**원문 지문:**
------------------------------

# the earth as viewed from a spaceship



## younghon

형용사, 과거분사 :

The English language as (it is) spoken in America. -p.p.

← it is는 관용적으로 생략한다.

the earth as viewed from a spaceship. -p.p.

우주선에서 바라본 지구. ← it is는 관용적으로 생략한다.

Q: 위와 같은 유형으로서 spoken, viewed와 같은 과거분사와 형용사를 쓸 수 있다고 했는데
형용사를 쓴 문장을 하나 알고 싶습니다.
검사합니다!


----------



## Rance

형용사가 여기선 관형사격인  adjective를 뜻하는 건가요?
위와 같은 유형이면 위와 같은 as의 활용법을 말씀하시는 건가요?
그리고 보다 자세한 이해를 위해 문장 전체를 주셨으면 합니다.


----------



## younghon

예를 들어서 사전이나 검색 등에서 찾을 수가 없어서 제가 영작한 문장인데요.  
The tank as useful in Korean terrian.
이전 질문에서 spoken이나 viewed자리에 useful을 넣어서 영작한 것입니다.
제가 영작한 문장이 맞는지요?


----------



## Rance

제가 보기에는 틀립니다.
조동사 be와 동사 be를 같이 취급하시면 안됩니다.
The tank as being useful in Korean terrain가 올바른 형태로 보이는군요.
여기서 as를 conjunction으로 보고 it is 를 생략한 형태로 봐도 무방하고 
adverb로서 as + participle/preposition형태의 관용구로 볼 수도 있습니다.
그냥 쉽게 후자로 생각하시고 쓰시는 편이 좋지 싶군요.


----------



## younghon

Thank you very much for your kind answer! Have a good day!


----------



## Curiosity777

younghon said:


> 예를 들어서 사전이나 검색 등에서 찾을 수가 없어서 제가 영작한 문장인데요.

------------------------------

도형 주석 항목
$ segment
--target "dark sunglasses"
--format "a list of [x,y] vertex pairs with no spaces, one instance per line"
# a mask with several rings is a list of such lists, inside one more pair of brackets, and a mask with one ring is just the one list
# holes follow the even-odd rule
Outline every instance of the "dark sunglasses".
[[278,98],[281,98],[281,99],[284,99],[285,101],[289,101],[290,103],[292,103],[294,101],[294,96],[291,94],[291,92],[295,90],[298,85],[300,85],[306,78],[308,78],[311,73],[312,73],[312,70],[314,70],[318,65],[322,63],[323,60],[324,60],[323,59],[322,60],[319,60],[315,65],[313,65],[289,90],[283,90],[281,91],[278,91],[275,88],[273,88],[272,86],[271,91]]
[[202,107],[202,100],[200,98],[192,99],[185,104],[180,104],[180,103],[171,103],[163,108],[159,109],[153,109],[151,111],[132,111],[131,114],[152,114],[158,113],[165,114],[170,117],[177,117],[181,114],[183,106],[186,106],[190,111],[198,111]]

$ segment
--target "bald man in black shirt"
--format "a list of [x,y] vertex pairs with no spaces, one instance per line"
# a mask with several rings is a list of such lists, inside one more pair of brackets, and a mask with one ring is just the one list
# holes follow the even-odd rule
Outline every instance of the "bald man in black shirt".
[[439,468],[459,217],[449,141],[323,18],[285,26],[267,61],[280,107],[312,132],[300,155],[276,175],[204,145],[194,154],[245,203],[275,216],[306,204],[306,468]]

------------------------------

**수행 과제:**
지문에서 Rance가 younghon이 useful을 넣어 영작한 문장을 틀렸다고 판단한 근거를 밝히고, 그가 올바르다고 본 형태를 한두 문장으로 제시하시오. 이 기록은 풀이에 쓰이지 않는다.

**과제 답안:**
Rance는 조동사 be와 동사 be를 같이 취급해서는 안 된다는 이유로 그 문장이 틀렸다고 보았다. 그가 올바른 형태로 제시한 것은 "The tank as being useful in Korean terrain"이다.